=== Problem ===
Print each line below verbatim, skipping every picture.

Image-grounded pointing data

++++++++++++++++++++

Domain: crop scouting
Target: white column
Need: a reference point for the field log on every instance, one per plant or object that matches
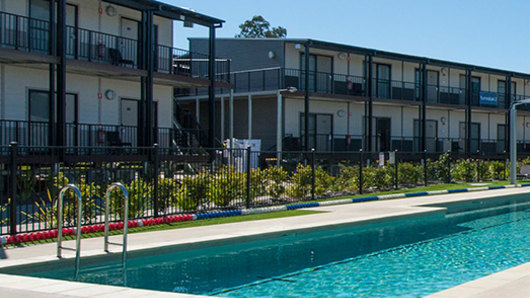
(222, 119)
(231, 124)
(249, 116)
(279, 136)
(197, 110)
(513, 144)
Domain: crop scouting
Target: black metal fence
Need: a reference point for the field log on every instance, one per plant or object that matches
(167, 181)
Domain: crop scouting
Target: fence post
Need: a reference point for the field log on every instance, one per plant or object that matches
(312, 173)
(425, 167)
(449, 167)
(396, 169)
(248, 177)
(13, 148)
(155, 179)
(361, 172)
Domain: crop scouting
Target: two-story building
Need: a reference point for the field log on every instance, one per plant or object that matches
(359, 98)
(96, 73)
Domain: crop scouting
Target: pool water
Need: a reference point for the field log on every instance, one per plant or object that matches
(412, 257)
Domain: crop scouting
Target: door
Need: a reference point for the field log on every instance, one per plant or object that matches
(71, 31)
(383, 80)
(39, 118)
(72, 129)
(320, 131)
(475, 137)
(382, 134)
(129, 112)
(128, 44)
(432, 85)
(323, 130)
(324, 74)
(431, 135)
(37, 33)
(501, 138)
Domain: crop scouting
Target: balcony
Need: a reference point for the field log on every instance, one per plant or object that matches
(353, 143)
(271, 79)
(32, 36)
(36, 134)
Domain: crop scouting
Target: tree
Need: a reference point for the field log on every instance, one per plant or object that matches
(258, 27)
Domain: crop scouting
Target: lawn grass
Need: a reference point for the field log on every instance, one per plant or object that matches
(432, 187)
(187, 224)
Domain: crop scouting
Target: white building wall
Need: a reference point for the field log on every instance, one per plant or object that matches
(19, 80)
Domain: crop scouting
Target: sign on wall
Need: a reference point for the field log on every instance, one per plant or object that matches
(488, 99)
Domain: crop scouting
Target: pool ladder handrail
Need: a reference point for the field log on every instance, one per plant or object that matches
(60, 207)
(125, 221)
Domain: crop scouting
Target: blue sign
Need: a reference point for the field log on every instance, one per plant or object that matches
(488, 99)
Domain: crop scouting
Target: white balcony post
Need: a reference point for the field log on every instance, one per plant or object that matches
(513, 138)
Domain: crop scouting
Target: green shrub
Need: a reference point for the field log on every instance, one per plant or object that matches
(276, 179)
(379, 178)
(409, 174)
(140, 194)
(348, 180)
(496, 169)
(323, 182)
(193, 191)
(442, 168)
(464, 170)
(227, 185)
(300, 180)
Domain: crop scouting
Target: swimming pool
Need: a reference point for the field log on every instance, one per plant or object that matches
(408, 257)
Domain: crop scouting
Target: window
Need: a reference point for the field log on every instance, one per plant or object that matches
(39, 107)
(320, 73)
(383, 80)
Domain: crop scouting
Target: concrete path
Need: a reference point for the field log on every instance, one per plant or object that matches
(350, 214)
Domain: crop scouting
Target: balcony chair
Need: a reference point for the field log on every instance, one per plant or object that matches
(117, 59)
(114, 140)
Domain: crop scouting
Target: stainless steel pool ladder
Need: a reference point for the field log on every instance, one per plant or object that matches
(125, 221)
(60, 219)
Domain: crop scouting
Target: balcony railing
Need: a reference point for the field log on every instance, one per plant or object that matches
(35, 133)
(353, 143)
(32, 35)
(334, 83)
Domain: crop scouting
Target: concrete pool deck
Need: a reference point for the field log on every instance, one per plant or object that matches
(510, 283)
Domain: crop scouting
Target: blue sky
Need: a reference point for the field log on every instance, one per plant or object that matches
(482, 32)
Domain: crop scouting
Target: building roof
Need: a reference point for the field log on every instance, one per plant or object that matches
(325, 45)
(170, 11)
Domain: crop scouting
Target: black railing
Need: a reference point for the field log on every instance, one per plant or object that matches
(32, 35)
(169, 181)
(32, 133)
(271, 79)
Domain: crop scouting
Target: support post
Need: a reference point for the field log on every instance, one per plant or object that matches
(53, 52)
(155, 180)
(313, 174)
(231, 108)
(13, 148)
(279, 134)
(425, 167)
(513, 144)
(468, 113)
(361, 161)
(249, 132)
(61, 73)
(248, 177)
(370, 88)
(396, 186)
(211, 88)
(306, 98)
(423, 107)
(222, 118)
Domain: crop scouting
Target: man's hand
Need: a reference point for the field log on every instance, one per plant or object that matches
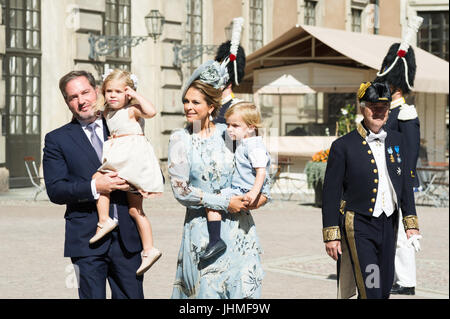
(237, 204)
(333, 248)
(106, 183)
(250, 197)
(411, 232)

++++++++++++++++++++

=== Result of the task ===
Domain: crop scouting
Target: white column
Need: a reference point for the field log on every instance, one per plant or object that matches
(222, 119)
(231, 124)
(249, 116)
(279, 136)
(197, 110)
(513, 144)
Domain: crop scouting
Target: black metal fence
Need: a reference point for the field log on every instance, one per plant or object that matches
(167, 181)
Domain: crop scouting
Target: fence post
Need: a reference point for the field log on every instance, one per plant or object that matches
(312, 173)
(425, 167)
(449, 167)
(396, 169)
(248, 177)
(13, 148)
(155, 179)
(361, 172)
Domain: crop scouting
Target: two-story building
Need: a reference point for the field log on every instance, one per plant or object that matches
(359, 98)
(96, 73)
Domain: crop scouting
Target: pool water
Need: a reference point for the field log on every instance, one per plant or object that matches
(412, 257)
Domain: crop scouting
Target: door
Need: a reference point for the field log on every instance, one per plant or object that matches
(71, 31)
(383, 80)
(39, 118)
(72, 129)
(320, 131)
(475, 137)
(382, 134)
(129, 112)
(128, 44)
(432, 85)
(323, 130)
(324, 74)
(431, 135)
(37, 33)
(501, 138)
Domain: crop scouting
Target: balcony
Need: a reference point for the field log on every instance, one per plant or object that matches
(353, 143)
(271, 79)
(32, 36)
(36, 134)
Domain: crop scouting
Target: tree
Need: a reference point for the field log on every instance, one per plant or object that matches
(258, 27)
Domain: crop scouting
Target: lawn grass
Need: a reference point for the field log on every instance, one per plant or object that matches
(432, 187)
(187, 224)
Domain: crop scouting
Target: white building wall
Need: a reference point for the field log on every instance, one per plant or object that matches
(19, 80)
Domain: crop scouting
Target: sign on wall
Need: a reference point for the field log on every instance, one per plant or object that matches
(488, 99)
Domain: crop scouting
Target: pool ladder handrail
Need: a reference point for the field log on every instance, one per plant or object that matches
(60, 207)
(125, 221)
Domain: crop scouting
Target: blue sign
Need: a reference point for the field log on every instance, one per plant or object that matches
(488, 99)
Domain: crop scouting
Target: white balcony post
Need: a reference point for the field log on every instance, one per plant or object that matches
(513, 138)
Domain: crop scouting
Target: green shrub
Need: a reference point for the field log on every instance, one per plant or object that matches
(276, 179)
(379, 178)
(409, 174)
(140, 194)
(348, 180)
(496, 169)
(323, 182)
(193, 191)
(442, 168)
(464, 170)
(227, 185)
(300, 180)
Domain: crop scouting
Target: swimming pool
Need: a reference point for the field log on every instance, one per plant or object that matches
(408, 257)
Domain: crop scouting
Target: window
Need: a reference point for the field log on every instance, one per plant or object that matches
(39, 107)
(320, 73)
(383, 80)
Domain: crop scouting
Target: concrete path
Need: a reference point for the field log on every instance, one per plant or object that matches
(350, 214)
Domain: crop scouting
Target: balcony chair
Need: a reference point for the field log on every instance, one per plant or object that matches
(117, 59)
(114, 140)
Domain: crop scouting
Target: stainless steel pool ladder
Need: a reference point for the field log on every instance, one per plant or object that matches
(125, 221)
(60, 219)
Domain: crop scouting
Target: balcony railing
Need: a reference point for the field log on every instance, one per plant or object that matches
(35, 133)
(353, 143)
(32, 35)
(334, 83)
Domain: crop scouting
Target: concrete pool deck
Need: a reference point for the field log on every instance, one per plant or object that matches
(510, 283)
Domain: crop scouting
Target: blue sky
Need: a reference point for the field log on every instance, one per plant or object that matches
(482, 32)
Domain: crop scouting
Target: building roof
Need: a reference point for the field log on every instance, one per plant or object that matches
(325, 45)
(170, 11)
Domain: crop scouting
Target: black railing
Need: a reference point for the field log on every instance, one per plant or object that matches
(32, 35)
(169, 181)
(32, 133)
(271, 79)
Domain: crop scouting
Target: support post
Need: a reference point for the field log on every instance, one per plant or object that matches
(53, 52)
(155, 180)
(313, 174)
(231, 108)
(13, 148)
(279, 134)
(425, 167)
(513, 144)
(468, 113)
(361, 161)
(249, 132)
(61, 73)
(248, 177)
(370, 88)
(396, 186)
(211, 88)
(306, 98)
(423, 107)
(222, 118)
Domain: crop scouting
Target: man's hand
Need: a reference point for the field log on every instance, one per plant or object that matches
(237, 204)
(333, 248)
(106, 183)
(250, 197)
(411, 232)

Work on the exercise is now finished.